Exercise details
Return every line of the listing below that contains the string "waterline", treating uppercase and lowercase as distinct.

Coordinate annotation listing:
========

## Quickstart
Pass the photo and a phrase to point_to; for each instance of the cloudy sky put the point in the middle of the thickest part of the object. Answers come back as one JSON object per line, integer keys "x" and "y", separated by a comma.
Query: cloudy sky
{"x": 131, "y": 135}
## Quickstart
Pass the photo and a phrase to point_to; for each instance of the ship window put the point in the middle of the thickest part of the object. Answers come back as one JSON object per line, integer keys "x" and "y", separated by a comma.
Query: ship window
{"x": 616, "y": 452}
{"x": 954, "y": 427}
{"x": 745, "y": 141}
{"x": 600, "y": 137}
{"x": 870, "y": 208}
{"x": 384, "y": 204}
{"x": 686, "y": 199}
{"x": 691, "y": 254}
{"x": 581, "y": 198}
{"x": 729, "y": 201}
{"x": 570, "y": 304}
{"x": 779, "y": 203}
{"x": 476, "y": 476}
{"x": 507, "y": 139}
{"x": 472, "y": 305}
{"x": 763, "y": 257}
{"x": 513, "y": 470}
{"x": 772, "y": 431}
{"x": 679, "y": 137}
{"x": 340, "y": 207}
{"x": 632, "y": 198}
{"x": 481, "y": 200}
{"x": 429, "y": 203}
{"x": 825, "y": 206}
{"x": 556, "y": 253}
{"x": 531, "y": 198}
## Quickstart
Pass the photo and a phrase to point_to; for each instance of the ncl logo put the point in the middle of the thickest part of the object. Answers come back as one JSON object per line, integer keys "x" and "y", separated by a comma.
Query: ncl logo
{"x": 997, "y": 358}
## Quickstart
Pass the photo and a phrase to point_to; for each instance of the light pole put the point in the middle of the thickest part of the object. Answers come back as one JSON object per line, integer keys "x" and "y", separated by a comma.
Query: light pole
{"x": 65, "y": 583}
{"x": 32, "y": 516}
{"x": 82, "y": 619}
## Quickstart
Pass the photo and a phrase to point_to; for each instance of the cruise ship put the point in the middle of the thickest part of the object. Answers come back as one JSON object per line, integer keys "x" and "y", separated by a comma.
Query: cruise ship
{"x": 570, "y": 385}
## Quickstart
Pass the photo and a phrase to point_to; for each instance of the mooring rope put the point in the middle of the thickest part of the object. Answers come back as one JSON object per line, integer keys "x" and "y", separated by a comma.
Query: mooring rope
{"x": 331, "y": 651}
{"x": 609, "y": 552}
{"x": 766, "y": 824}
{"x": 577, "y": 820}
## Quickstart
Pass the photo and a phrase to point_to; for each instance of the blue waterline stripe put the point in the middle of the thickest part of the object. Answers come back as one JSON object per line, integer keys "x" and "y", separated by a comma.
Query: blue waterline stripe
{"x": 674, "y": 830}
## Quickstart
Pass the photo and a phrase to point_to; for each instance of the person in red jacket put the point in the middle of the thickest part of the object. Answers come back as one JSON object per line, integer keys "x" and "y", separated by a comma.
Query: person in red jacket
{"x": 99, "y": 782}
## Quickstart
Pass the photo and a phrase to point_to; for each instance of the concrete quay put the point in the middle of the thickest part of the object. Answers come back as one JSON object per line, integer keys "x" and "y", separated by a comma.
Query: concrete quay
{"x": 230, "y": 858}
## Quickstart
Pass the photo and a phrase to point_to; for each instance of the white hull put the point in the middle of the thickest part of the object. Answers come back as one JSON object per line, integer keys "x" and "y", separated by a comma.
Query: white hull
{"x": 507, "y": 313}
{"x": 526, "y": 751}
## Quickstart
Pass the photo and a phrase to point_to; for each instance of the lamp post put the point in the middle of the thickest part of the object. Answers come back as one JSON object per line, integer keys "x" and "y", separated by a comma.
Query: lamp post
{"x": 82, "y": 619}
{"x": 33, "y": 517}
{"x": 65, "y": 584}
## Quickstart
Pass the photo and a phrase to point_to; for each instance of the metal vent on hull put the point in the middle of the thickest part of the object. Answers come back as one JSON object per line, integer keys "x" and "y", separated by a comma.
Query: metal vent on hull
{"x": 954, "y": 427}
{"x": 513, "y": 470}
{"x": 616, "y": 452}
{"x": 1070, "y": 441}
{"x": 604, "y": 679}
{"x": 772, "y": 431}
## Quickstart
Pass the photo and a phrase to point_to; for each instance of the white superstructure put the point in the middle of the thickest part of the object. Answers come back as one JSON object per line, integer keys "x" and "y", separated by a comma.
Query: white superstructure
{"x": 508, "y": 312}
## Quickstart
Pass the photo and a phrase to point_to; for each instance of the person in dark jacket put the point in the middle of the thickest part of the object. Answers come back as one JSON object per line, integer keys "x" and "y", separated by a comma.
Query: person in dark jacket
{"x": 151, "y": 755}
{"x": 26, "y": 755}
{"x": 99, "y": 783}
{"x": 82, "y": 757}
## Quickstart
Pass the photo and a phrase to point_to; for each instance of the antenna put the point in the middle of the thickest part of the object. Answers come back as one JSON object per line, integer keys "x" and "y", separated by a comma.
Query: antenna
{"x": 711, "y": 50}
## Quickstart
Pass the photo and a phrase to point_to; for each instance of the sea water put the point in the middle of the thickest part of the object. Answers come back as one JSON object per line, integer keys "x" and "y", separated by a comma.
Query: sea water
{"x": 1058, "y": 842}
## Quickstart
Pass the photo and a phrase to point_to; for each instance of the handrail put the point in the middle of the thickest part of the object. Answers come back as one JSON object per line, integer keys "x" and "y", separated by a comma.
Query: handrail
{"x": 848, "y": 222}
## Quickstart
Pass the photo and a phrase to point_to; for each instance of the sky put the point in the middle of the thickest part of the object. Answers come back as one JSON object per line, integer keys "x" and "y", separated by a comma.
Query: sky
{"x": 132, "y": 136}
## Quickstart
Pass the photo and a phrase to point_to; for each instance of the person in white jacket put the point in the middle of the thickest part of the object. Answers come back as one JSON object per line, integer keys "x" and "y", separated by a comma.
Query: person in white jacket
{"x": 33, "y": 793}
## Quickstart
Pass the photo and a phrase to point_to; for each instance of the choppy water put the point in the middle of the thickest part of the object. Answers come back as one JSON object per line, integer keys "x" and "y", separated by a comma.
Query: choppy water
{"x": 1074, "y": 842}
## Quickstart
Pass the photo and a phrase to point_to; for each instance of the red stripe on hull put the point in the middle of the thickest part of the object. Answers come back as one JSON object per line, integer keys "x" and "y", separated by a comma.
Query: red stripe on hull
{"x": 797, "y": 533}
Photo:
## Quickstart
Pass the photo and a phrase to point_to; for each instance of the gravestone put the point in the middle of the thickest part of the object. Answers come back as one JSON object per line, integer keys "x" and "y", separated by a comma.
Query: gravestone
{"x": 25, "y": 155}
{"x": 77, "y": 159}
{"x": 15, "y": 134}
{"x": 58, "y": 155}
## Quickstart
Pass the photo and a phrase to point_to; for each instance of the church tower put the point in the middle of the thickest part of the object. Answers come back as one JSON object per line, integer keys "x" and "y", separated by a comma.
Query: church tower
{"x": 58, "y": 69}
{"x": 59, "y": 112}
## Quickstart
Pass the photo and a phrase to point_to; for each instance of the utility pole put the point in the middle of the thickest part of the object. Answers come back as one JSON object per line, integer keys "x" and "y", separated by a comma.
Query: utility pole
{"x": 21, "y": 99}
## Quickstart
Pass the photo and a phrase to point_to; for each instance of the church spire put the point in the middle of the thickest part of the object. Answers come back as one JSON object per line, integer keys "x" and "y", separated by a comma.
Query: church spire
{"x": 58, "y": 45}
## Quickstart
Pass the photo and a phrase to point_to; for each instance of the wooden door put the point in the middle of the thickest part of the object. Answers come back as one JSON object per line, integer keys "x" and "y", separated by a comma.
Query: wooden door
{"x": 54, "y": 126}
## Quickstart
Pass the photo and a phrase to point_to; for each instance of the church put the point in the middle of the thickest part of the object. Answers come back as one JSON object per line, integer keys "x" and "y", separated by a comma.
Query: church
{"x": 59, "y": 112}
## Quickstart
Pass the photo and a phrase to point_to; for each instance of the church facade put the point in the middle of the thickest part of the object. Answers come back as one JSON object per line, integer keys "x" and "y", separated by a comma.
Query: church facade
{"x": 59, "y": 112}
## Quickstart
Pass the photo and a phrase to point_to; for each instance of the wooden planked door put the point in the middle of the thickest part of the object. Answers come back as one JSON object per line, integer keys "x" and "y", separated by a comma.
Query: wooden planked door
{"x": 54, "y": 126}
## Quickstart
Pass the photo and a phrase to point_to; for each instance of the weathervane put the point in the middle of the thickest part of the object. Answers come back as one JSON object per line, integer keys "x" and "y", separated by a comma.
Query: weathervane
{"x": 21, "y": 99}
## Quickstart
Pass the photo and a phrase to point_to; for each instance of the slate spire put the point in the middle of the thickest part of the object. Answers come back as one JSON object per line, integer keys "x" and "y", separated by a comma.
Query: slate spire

========

Reply
Pass the photo and a phrase to point_to; for each instance of the blue waterline stripe put the point in the middle of the thickest part of the object. Answers come back as one JSON object per line, integer keys "x" and "y", separated by a comma.
Query: blue waterline stripe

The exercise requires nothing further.